- _GOAL OF THE EXERCISE_: Count the lines in the entries below that contain the string "shish", matching case exactly, and reply with only that number.

- _INFORMATION PROVIDED_:
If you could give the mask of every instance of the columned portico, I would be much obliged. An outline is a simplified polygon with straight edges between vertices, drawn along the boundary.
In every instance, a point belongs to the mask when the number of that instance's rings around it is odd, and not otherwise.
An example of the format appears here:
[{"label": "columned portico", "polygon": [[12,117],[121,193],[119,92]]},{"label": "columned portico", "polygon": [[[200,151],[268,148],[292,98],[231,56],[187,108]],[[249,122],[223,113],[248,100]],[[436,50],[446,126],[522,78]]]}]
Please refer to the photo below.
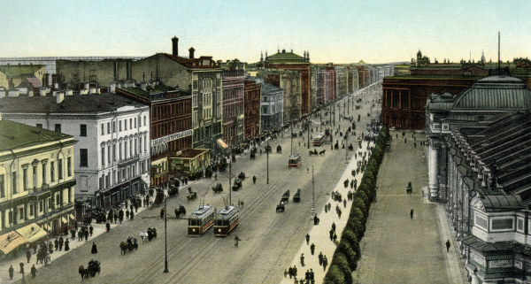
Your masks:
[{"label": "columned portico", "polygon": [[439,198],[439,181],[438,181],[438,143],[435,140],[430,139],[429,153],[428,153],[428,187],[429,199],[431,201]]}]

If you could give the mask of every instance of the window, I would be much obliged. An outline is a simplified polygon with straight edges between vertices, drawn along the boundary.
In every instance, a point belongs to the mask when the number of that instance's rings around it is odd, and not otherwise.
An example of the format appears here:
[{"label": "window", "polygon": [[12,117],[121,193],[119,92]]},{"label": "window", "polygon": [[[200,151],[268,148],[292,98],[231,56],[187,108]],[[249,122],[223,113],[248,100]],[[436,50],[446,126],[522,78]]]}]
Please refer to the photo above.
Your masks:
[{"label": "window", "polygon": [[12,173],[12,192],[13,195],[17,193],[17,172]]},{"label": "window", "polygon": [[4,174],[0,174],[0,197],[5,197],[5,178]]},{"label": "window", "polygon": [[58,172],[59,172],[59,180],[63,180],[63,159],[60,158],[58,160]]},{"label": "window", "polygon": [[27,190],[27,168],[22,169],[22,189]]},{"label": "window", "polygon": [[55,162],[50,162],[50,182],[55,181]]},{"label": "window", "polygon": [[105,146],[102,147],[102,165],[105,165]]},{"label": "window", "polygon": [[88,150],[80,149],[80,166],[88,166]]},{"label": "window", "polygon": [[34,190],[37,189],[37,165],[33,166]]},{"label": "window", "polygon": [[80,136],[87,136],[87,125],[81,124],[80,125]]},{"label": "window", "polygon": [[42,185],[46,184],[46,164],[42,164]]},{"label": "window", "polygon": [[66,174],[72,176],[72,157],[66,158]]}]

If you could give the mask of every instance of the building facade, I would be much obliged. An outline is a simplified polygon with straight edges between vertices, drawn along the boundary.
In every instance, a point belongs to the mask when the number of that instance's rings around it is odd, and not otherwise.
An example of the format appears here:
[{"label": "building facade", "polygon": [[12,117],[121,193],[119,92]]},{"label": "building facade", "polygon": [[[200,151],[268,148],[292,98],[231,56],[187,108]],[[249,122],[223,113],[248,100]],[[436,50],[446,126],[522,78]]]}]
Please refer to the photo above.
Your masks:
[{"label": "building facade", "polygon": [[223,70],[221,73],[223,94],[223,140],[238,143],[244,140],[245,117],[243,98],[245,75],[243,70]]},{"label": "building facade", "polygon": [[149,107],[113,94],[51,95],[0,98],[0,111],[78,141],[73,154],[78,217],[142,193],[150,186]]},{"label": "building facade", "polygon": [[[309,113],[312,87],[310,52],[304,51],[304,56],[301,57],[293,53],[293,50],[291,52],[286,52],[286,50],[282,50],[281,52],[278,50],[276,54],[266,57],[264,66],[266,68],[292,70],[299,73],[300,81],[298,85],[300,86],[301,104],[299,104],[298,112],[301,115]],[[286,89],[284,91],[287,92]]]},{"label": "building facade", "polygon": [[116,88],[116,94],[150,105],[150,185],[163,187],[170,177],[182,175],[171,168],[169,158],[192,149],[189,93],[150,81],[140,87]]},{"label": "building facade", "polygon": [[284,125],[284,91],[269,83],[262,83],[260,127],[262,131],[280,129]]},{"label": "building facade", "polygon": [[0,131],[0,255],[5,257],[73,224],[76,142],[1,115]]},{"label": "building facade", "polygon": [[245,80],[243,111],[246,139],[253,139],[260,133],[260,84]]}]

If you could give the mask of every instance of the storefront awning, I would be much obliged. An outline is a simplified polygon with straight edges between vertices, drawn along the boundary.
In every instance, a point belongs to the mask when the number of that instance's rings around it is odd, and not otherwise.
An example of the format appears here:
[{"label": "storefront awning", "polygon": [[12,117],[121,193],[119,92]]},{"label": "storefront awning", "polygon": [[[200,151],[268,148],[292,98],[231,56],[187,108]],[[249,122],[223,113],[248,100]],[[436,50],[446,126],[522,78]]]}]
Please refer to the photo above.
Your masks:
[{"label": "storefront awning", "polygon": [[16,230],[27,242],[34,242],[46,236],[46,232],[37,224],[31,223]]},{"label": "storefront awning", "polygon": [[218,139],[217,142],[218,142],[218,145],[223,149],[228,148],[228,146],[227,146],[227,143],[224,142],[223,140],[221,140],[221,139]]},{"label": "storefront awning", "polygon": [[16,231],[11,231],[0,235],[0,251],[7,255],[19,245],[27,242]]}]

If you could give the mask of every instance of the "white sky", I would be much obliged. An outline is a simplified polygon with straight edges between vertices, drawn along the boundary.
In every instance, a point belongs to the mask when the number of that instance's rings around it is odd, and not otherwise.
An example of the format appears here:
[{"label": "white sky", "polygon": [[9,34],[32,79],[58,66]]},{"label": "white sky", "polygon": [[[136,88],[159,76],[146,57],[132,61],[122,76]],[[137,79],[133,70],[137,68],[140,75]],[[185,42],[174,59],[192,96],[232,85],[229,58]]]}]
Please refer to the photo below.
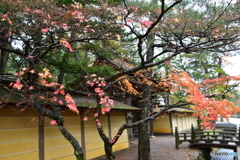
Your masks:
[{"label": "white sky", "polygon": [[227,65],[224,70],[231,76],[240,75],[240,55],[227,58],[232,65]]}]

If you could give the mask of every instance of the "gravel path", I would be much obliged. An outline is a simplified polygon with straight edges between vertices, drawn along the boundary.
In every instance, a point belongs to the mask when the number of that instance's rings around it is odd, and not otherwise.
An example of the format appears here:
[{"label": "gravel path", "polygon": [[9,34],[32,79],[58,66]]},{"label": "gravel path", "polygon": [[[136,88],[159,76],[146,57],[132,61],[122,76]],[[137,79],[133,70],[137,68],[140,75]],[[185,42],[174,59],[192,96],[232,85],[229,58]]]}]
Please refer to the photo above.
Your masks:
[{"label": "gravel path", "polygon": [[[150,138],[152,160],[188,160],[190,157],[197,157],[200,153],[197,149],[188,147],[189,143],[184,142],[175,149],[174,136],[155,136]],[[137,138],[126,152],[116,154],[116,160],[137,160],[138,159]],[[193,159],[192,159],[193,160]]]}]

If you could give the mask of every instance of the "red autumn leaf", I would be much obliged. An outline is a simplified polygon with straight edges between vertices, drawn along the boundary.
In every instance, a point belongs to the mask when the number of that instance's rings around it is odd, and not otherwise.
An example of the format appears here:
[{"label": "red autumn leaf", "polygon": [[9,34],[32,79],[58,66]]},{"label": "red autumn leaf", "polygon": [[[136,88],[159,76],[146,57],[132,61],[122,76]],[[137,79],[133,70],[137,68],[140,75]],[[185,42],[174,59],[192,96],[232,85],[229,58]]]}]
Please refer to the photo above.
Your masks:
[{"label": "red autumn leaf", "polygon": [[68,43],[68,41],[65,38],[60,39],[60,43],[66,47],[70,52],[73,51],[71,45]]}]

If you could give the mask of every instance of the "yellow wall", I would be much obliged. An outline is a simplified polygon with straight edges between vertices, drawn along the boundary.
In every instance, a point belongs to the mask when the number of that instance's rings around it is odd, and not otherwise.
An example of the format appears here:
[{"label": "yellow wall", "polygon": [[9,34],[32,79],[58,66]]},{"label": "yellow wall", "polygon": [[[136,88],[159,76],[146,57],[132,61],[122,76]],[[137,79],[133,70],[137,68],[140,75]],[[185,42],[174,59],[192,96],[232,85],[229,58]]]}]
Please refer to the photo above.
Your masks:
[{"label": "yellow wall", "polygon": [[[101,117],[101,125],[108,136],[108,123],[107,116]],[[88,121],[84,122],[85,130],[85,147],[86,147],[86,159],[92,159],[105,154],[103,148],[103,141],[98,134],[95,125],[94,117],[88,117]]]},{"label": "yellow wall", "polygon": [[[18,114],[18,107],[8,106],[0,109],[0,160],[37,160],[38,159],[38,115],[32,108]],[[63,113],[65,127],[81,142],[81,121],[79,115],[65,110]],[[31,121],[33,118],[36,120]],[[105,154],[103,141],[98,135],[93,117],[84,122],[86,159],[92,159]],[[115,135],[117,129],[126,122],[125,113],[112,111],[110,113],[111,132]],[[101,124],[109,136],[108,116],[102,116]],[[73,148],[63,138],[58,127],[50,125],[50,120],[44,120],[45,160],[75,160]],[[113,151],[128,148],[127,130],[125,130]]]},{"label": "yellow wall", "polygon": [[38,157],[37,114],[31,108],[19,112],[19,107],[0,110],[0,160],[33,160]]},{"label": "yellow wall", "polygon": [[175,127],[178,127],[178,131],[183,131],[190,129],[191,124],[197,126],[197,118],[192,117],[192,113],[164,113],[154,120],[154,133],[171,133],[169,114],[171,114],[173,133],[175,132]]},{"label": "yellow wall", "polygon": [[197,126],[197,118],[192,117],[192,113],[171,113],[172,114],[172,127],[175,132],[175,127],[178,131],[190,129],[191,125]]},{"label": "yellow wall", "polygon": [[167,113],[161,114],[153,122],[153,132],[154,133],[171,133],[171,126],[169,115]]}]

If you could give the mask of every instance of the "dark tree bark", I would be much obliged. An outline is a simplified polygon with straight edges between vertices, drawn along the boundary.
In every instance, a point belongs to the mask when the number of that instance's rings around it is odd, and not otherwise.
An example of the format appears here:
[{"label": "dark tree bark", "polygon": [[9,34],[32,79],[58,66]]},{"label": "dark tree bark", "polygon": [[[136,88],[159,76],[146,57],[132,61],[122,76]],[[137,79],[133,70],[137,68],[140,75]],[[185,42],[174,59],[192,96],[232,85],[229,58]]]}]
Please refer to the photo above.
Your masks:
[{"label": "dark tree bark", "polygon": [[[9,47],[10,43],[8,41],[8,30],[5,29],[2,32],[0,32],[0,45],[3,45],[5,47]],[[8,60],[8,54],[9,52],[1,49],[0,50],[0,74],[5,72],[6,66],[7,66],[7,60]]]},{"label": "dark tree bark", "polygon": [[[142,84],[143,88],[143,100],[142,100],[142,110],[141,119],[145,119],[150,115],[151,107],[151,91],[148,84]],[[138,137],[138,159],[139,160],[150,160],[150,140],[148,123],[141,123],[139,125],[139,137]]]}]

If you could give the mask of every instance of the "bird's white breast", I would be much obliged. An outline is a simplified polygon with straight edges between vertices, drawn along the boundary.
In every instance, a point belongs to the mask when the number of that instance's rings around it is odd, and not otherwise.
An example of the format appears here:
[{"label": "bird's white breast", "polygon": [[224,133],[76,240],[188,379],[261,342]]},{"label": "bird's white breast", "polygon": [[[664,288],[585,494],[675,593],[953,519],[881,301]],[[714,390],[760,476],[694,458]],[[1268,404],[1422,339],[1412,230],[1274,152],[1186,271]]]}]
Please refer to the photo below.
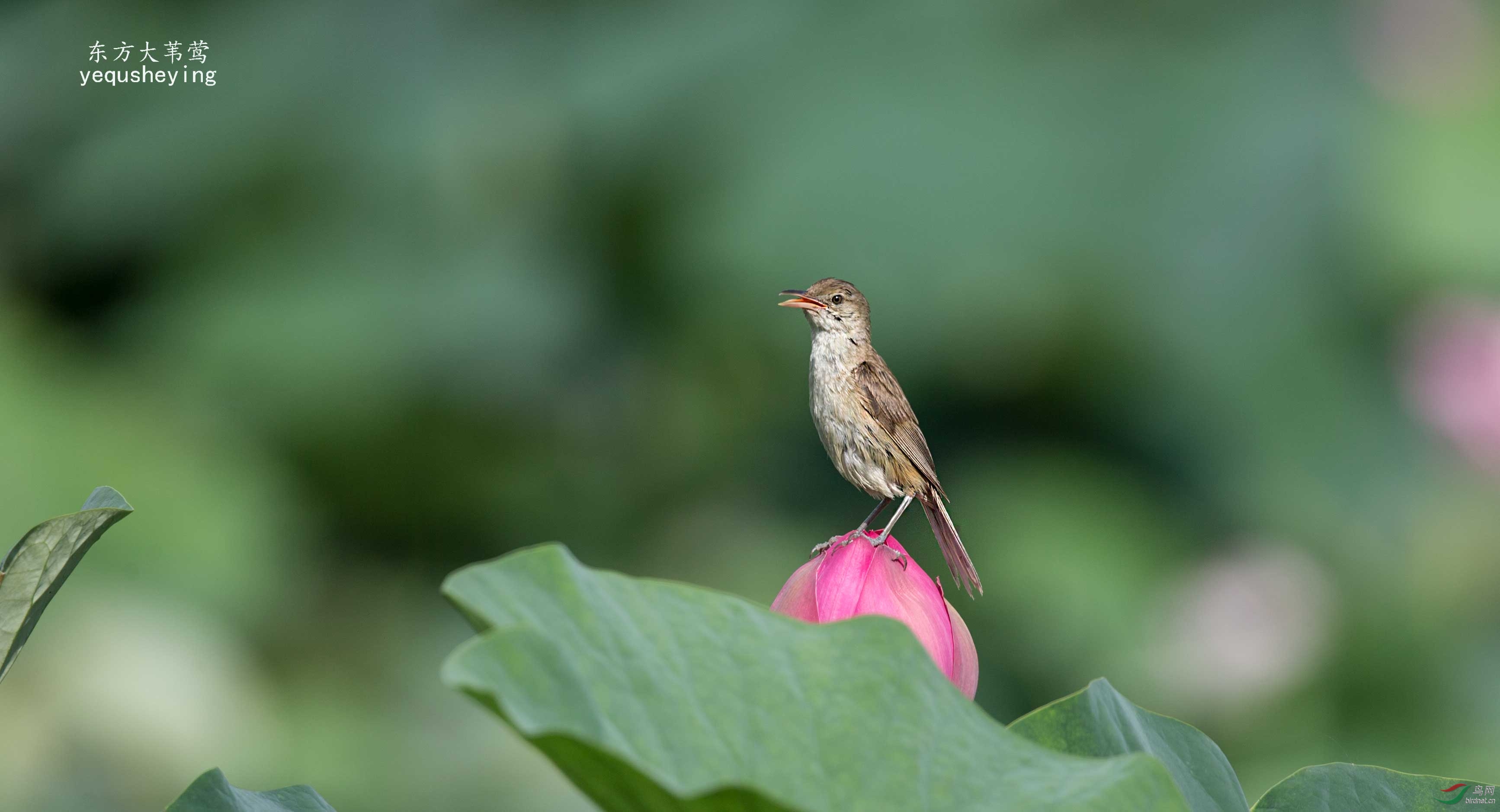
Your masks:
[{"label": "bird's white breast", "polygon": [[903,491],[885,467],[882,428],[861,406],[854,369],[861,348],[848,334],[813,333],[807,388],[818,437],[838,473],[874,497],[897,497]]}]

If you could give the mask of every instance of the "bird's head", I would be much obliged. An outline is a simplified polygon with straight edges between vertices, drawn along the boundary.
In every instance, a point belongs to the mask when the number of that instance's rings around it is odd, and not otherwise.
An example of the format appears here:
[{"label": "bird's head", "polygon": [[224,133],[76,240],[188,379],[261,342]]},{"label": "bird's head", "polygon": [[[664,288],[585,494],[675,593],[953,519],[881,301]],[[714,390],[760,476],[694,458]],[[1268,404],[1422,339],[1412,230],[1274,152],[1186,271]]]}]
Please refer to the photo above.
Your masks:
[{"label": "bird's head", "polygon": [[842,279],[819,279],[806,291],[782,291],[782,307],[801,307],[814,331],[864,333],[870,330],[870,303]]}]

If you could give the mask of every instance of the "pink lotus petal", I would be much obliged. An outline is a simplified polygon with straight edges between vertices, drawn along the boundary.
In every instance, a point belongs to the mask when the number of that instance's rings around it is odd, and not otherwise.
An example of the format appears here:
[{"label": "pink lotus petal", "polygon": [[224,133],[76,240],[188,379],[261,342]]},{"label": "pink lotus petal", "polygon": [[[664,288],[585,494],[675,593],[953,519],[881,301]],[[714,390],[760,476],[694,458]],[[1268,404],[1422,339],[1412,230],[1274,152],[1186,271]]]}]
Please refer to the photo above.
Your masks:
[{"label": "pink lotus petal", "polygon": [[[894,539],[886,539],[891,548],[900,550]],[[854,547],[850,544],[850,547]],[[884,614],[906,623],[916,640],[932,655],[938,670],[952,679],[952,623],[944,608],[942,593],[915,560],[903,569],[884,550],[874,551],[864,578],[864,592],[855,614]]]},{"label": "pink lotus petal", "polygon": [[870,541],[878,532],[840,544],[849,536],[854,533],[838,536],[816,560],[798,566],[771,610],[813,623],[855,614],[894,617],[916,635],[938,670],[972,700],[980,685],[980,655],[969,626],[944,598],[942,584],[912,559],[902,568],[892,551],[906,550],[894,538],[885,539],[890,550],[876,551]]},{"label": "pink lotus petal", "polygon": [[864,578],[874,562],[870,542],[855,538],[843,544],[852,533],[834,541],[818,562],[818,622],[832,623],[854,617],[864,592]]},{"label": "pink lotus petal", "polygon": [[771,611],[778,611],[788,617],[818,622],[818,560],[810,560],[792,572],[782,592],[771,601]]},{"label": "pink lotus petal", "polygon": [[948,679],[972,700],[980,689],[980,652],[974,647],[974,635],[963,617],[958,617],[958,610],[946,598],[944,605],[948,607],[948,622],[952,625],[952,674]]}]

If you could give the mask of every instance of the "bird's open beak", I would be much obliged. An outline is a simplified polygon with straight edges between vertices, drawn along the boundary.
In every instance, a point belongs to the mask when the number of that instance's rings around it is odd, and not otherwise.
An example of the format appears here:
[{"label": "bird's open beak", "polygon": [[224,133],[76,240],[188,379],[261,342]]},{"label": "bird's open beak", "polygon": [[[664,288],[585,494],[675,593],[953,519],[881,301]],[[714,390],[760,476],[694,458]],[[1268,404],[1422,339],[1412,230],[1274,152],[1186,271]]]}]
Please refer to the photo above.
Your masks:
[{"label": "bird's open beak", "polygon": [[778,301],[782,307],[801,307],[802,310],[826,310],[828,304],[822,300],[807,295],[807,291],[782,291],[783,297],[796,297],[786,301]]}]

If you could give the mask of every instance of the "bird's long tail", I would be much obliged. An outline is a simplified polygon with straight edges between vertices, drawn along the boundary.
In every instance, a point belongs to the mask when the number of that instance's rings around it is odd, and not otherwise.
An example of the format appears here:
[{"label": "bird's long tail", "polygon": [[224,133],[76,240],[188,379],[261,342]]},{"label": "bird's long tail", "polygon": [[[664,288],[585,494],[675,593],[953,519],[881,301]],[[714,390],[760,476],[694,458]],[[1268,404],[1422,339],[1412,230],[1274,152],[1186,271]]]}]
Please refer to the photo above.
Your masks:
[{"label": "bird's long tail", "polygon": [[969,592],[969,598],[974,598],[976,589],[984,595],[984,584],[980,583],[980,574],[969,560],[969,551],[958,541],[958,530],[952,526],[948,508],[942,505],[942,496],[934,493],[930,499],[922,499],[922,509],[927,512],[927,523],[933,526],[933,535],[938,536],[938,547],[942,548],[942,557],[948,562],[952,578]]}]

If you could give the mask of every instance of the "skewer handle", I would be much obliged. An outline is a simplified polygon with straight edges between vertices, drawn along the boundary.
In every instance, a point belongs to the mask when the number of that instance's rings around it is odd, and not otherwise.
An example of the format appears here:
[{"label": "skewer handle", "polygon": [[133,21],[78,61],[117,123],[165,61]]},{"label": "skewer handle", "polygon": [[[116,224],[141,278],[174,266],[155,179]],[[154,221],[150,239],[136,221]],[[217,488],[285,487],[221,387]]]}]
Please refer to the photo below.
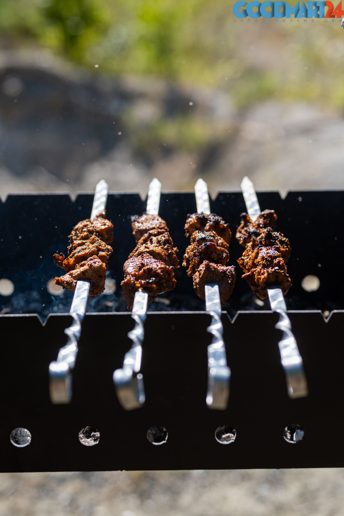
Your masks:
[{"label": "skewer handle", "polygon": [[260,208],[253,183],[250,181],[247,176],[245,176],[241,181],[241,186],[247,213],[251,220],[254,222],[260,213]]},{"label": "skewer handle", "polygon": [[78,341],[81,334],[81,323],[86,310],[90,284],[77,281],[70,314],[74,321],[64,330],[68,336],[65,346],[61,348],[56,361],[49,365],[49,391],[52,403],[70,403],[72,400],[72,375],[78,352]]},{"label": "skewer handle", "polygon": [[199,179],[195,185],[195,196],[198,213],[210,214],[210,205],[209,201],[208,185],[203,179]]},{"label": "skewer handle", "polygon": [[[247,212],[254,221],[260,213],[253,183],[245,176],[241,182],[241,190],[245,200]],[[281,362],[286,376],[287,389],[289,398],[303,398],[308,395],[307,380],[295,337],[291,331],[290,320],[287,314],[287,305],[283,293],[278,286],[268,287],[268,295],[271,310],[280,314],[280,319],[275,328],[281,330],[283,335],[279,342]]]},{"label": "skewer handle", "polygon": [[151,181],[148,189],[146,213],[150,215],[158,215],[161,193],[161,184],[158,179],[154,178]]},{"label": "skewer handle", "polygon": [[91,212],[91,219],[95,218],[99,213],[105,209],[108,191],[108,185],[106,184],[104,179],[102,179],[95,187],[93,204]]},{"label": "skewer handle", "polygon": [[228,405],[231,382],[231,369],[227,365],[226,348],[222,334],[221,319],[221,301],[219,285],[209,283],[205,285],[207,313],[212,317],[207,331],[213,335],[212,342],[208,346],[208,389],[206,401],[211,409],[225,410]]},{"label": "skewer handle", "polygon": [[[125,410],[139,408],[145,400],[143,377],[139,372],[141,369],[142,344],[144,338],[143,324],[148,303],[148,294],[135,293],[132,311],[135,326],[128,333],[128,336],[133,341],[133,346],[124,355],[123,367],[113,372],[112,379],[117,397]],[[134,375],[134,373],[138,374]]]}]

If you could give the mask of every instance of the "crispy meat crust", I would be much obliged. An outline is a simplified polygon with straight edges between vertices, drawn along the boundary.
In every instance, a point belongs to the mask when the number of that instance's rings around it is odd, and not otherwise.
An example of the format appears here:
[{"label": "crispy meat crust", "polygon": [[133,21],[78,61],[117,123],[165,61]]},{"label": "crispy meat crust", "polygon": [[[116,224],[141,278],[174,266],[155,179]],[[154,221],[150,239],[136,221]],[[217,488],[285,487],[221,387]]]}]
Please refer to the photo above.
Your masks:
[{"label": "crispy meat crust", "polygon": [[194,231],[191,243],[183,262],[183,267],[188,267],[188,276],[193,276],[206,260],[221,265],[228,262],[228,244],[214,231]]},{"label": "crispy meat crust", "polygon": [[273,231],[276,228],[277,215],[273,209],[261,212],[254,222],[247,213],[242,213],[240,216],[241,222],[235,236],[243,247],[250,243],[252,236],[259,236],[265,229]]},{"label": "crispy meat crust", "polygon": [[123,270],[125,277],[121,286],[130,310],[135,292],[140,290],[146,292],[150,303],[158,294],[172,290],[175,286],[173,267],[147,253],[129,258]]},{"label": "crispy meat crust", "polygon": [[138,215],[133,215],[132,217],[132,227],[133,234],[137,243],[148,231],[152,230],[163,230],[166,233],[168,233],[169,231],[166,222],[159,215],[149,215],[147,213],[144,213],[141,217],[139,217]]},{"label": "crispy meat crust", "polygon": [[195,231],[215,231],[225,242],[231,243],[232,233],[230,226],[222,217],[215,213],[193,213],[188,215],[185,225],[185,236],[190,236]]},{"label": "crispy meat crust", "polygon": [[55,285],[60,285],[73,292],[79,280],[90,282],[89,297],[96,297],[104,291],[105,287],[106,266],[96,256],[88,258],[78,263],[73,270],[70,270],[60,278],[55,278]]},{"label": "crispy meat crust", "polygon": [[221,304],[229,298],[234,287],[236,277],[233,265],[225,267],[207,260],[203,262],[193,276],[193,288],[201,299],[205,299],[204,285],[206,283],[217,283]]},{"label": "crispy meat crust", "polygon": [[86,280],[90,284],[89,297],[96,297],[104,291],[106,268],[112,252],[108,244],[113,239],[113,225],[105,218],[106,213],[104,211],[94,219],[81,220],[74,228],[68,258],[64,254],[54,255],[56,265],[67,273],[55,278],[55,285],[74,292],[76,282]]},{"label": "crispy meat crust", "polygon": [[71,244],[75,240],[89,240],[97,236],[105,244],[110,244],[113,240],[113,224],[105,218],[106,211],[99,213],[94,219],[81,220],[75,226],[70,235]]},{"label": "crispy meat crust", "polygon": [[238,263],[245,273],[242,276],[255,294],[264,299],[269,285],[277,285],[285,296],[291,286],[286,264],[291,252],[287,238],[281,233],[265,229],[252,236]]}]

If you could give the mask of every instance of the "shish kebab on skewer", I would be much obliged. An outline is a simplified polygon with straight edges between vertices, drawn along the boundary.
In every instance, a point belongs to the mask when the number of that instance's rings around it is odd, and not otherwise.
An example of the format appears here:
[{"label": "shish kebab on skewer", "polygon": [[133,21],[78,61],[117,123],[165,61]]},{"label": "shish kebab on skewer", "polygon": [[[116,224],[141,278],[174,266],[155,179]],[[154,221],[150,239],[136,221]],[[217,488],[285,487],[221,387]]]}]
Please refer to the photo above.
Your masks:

- _THE RESPONSE_: 2